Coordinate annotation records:
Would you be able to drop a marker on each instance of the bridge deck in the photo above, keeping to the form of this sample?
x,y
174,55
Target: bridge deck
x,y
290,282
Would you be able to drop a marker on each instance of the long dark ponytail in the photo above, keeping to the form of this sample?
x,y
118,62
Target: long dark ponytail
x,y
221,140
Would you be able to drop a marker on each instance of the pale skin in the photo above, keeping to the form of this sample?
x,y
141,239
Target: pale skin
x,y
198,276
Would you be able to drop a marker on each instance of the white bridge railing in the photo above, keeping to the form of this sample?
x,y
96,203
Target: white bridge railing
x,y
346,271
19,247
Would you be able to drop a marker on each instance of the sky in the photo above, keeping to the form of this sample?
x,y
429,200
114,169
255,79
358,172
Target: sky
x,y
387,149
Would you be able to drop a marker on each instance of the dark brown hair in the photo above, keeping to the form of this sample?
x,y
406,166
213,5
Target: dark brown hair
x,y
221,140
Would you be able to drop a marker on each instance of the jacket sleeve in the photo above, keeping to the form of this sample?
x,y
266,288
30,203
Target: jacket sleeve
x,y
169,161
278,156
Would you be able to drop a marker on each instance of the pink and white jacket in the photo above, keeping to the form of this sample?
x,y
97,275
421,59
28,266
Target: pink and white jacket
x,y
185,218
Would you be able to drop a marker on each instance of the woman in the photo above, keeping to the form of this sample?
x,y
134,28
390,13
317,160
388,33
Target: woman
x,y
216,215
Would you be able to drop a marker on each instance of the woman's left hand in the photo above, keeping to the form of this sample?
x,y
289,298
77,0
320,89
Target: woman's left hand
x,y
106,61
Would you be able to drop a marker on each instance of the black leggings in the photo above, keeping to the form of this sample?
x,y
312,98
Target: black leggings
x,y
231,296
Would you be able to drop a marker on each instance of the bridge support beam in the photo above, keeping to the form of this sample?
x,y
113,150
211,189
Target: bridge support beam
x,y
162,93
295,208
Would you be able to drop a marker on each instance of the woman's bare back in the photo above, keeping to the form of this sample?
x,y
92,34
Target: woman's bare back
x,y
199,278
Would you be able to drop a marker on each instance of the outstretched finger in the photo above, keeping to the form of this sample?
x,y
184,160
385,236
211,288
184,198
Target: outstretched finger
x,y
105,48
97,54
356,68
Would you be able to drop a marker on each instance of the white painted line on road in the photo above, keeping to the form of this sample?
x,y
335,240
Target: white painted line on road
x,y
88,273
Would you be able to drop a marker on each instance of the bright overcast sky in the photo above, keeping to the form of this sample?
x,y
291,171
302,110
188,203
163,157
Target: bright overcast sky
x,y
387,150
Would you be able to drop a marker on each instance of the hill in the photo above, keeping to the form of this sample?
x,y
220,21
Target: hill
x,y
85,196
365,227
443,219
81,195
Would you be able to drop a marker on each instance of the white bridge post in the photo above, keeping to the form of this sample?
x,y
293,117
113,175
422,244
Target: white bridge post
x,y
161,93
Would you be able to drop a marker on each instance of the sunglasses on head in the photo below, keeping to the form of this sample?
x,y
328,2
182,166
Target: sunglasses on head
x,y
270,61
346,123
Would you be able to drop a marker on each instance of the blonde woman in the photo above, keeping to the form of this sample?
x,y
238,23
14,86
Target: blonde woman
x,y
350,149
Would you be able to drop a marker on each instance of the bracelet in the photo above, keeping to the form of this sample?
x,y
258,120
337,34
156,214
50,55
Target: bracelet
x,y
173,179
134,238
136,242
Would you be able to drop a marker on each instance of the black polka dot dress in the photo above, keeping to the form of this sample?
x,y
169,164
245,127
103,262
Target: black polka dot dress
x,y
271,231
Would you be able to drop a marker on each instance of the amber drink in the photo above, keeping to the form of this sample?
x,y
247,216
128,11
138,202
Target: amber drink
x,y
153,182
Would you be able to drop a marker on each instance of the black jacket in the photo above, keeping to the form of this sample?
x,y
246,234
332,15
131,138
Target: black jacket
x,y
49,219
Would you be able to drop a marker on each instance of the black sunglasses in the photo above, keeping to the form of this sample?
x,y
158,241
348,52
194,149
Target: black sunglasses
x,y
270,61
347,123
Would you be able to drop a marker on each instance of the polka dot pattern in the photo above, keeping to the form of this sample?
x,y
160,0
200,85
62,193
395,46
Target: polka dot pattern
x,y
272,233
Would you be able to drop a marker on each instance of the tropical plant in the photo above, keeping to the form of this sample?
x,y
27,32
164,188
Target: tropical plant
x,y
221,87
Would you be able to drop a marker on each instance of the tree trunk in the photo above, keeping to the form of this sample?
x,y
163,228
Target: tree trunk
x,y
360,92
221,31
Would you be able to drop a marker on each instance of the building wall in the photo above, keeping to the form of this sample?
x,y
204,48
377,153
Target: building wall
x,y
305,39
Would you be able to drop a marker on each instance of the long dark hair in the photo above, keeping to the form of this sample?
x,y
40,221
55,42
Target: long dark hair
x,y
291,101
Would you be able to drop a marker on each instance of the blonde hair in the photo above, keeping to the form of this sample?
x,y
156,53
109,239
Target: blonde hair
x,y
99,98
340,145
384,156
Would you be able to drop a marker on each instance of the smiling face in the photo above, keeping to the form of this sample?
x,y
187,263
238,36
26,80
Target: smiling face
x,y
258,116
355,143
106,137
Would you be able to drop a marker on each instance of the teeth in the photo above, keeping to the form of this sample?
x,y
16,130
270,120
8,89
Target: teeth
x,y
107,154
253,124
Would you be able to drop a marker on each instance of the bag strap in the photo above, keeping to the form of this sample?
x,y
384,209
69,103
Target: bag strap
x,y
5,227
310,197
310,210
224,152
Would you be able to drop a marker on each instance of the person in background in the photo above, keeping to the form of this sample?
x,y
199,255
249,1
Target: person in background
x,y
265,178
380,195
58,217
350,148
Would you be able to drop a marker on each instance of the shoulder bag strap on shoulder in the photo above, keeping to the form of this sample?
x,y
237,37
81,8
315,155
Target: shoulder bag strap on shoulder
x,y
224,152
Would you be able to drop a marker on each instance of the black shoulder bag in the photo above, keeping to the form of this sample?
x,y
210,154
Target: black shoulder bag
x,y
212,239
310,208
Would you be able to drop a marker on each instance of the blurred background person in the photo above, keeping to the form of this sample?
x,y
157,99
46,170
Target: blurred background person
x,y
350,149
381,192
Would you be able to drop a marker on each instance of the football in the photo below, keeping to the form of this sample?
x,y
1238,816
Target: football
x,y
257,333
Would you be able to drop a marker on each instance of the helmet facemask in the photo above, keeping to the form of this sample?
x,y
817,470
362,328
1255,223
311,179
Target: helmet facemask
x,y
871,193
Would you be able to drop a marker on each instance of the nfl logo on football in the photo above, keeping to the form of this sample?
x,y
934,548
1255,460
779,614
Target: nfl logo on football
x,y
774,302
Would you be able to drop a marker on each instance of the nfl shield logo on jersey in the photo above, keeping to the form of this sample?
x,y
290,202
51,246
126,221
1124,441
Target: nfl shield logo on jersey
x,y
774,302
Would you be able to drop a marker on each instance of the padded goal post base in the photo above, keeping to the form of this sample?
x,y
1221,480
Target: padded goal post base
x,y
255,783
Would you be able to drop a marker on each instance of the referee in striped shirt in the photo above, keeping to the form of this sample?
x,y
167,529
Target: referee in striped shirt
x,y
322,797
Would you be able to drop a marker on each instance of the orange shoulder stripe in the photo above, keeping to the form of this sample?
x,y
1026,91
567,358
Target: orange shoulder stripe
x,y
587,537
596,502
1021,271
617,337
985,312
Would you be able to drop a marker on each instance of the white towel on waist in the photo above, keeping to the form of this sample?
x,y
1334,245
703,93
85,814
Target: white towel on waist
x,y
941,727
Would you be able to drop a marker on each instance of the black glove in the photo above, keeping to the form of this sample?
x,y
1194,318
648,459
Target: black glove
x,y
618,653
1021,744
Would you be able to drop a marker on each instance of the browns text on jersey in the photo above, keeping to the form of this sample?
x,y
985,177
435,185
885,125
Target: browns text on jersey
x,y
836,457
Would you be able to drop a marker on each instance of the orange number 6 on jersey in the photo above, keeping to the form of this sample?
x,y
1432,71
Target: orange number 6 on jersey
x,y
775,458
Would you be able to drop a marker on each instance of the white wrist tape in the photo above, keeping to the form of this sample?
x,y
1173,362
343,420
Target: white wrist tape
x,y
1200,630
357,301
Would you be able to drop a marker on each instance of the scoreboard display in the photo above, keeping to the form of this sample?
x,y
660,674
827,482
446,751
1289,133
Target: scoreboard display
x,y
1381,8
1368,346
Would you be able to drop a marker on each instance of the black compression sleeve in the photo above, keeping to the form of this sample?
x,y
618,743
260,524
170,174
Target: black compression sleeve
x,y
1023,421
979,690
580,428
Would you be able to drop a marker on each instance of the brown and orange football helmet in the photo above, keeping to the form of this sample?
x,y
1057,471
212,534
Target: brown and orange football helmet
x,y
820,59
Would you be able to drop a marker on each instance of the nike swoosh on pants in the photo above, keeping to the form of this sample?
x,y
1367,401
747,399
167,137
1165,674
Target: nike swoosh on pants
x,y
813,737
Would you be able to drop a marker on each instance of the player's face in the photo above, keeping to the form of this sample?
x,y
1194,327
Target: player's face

Directive: Copy out verbatim the stretch of the records from the line containing "of the scoreboard" through the end of the records.

Completed exercise:
Would you be able to drop a marker on each instance of the scoreboard display in the photo above, keeping to the form of this sample?
x,y
660,674
827,482
446,751
1289,133
Target: scoreboard display
x,y
1381,8
1368,346
Would you be able to drop a marker on each instance of the black compression sleeve in the photo above, keeping to the form of this sample?
x,y
618,743
260,524
170,174
Target: black compression sleeve
x,y
1023,421
979,690
580,428
Would you be able to drop a marker on each instance of the brown and orange football helmet in the photo above, keeping to the form of this sample?
x,y
1057,471
212,534
Target: brown and orange football helmet
x,y
820,59
Would you be able to drop a marker on each instance of the nike swoosh on pants in the photo above, keeping to the form of this sample?
x,y
1367,401
747,399
167,137
1165,674
Target: nike swoosh on pants
x,y
813,737
Would you be able to drop a marker on each instance of the player's face in the photo above, keeping to the form of this sample?
x,y
1194,327
Target: player's face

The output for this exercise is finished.